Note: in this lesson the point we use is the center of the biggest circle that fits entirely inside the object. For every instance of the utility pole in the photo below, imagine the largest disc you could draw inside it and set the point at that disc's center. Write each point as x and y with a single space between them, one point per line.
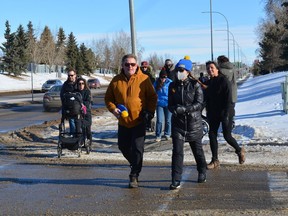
132 26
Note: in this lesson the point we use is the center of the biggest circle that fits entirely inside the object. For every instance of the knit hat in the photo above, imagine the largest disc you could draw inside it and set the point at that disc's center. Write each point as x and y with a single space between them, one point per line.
144 64
187 57
186 64
163 73
168 62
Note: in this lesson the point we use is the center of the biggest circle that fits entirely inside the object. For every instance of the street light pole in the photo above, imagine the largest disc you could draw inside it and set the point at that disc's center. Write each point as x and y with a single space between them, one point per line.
211 30
228 41
132 29
227 23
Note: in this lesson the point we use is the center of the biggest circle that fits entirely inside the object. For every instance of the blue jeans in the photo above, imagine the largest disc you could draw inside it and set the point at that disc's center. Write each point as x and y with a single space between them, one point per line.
72 126
163 116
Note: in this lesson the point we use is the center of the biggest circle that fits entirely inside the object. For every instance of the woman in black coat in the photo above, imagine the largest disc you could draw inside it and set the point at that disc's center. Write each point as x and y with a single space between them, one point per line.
185 101
86 98
220 109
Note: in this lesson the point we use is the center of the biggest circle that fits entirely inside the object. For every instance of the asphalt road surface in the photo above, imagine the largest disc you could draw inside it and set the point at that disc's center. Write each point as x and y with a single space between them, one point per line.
58 188
101 189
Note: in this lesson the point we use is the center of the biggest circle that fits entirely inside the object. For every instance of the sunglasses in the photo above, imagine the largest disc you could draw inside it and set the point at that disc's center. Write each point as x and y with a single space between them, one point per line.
130 64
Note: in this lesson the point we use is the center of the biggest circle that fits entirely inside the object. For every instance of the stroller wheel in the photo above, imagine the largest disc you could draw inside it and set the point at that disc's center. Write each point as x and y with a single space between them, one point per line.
88 145
59 149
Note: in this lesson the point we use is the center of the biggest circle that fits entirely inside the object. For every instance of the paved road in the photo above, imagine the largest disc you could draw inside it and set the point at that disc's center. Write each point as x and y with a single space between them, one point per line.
89 189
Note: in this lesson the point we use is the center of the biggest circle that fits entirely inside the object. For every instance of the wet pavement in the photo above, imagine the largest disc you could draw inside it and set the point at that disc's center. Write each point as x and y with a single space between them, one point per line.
101 189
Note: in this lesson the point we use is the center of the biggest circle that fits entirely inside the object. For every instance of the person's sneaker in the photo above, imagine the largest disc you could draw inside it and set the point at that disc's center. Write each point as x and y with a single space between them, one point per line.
158 139
201 177
167 138
175 185
214 164
133 182
241 156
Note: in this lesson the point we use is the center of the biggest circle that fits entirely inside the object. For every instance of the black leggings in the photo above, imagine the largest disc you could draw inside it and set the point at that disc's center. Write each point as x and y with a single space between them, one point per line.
178 157
131 144
214 124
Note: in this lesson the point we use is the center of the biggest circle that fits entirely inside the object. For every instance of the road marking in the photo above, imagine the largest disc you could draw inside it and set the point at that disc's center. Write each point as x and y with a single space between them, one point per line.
172 193
278 186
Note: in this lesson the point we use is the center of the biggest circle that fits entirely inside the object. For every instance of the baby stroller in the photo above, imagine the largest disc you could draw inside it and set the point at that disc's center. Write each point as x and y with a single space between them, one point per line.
72 111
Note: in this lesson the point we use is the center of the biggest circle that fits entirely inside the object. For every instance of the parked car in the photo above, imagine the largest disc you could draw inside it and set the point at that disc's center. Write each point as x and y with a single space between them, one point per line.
51 99
94 83
50 83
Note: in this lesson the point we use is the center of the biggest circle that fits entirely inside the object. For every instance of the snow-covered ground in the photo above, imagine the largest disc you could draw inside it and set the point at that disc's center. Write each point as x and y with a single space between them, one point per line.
25 82
261 123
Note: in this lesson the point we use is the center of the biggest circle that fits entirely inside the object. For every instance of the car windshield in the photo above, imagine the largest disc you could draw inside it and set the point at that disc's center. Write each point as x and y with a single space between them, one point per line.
56 88
51 81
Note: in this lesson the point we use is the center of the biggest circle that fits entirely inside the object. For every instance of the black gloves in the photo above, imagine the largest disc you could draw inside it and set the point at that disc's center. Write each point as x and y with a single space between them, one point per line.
148 116
180 110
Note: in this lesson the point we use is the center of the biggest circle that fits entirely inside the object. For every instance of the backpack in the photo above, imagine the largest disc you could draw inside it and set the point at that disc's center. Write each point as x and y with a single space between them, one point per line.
72 103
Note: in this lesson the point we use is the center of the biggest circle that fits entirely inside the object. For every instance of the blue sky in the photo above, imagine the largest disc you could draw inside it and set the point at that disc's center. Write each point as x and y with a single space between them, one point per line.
170 28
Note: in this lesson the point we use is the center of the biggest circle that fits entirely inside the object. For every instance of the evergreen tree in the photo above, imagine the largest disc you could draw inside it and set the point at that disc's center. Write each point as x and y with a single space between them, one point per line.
91 60
31 41
8 49
21 57
47 47
60 48
71 52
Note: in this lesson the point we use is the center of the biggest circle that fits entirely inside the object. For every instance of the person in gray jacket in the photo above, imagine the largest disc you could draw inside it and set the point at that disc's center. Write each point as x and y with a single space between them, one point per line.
227 68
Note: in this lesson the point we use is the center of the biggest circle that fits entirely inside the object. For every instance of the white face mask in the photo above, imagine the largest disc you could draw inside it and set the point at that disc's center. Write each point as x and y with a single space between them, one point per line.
181 75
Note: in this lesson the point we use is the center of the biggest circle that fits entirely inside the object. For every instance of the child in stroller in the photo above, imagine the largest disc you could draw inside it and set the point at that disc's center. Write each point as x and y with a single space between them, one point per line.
72 109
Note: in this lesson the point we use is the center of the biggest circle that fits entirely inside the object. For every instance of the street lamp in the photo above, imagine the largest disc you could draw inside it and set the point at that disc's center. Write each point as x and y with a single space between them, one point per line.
228 41
132 23
227 28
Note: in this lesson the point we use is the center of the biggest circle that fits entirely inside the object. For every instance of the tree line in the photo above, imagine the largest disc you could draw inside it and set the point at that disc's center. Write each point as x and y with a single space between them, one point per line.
273 38
24 47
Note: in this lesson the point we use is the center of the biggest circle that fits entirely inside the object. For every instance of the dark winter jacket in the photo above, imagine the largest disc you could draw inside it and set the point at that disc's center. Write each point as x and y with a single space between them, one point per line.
219 97
227 68
68 87
162 93
137 94
189 95
86 98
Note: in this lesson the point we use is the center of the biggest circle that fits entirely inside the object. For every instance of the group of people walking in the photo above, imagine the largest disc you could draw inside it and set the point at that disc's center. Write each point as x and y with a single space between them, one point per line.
178 100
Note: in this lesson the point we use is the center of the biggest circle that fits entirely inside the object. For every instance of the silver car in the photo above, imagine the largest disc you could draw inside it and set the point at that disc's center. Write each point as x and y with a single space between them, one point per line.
50 83
51 99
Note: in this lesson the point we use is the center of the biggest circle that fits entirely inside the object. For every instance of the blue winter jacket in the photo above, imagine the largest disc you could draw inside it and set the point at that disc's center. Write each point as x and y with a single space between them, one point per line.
163 93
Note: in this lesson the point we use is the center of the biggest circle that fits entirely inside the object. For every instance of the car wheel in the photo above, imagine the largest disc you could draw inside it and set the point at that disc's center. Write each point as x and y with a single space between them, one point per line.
46 109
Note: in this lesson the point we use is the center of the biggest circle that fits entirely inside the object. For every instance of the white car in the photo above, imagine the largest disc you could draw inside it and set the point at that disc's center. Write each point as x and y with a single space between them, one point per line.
50 83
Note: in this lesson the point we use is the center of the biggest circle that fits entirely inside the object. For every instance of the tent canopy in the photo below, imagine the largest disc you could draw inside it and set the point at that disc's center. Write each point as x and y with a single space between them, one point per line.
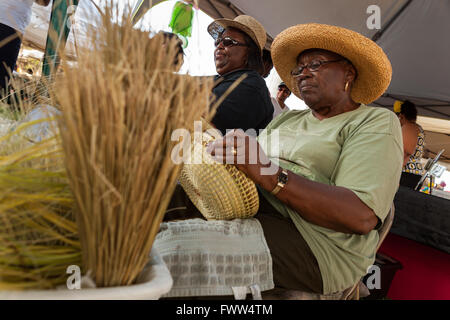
412 33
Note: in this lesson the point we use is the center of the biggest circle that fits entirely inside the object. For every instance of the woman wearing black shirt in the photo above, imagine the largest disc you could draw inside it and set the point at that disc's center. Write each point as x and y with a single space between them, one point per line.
239 45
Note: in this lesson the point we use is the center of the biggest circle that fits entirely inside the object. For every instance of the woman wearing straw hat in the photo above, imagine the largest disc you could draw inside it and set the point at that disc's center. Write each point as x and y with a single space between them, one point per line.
239 44
337 165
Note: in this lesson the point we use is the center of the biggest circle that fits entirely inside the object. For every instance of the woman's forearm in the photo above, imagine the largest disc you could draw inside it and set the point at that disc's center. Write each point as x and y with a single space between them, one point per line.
332 207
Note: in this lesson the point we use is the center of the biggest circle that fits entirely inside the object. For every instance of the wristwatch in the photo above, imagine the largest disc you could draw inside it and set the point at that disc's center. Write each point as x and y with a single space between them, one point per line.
282 180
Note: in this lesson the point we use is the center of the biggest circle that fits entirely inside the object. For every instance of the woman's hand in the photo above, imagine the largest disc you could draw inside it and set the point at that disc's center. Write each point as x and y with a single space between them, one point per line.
245 152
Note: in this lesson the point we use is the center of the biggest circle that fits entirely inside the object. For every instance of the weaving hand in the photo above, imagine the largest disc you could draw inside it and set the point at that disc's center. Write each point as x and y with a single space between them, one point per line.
243 151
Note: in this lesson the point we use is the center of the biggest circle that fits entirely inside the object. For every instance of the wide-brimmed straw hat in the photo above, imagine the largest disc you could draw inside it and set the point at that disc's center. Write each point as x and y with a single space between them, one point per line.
219 191
246 24
374 71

★ ★ ★

AIM:
Rewrite the data from the line containing "of the weaving" through the end of the data, changing "straw" to "felt" and leaving everything else unchanged.

WRITTEN RESPONSE:
Note: in this lesson the point we use is the center of the biggest circle that fits entirely inside the object. For every instance of the weaving hand in the photo above, imagine the largest disc you could draw inside it and set the point at that disc's center. Write each point as x and y with a single space between them, one point per line.
243 151
Note: in this lesson the point we use is the center of the biggest circle that fits entirely inside the object. For every instance of the wide-brimmed felt hat in the photo above, imagine the largest disc you could draw inside it and set the point at that disc's center. Write each point as x and y with a single space between them, one point per line.
219 191
246 24
374 71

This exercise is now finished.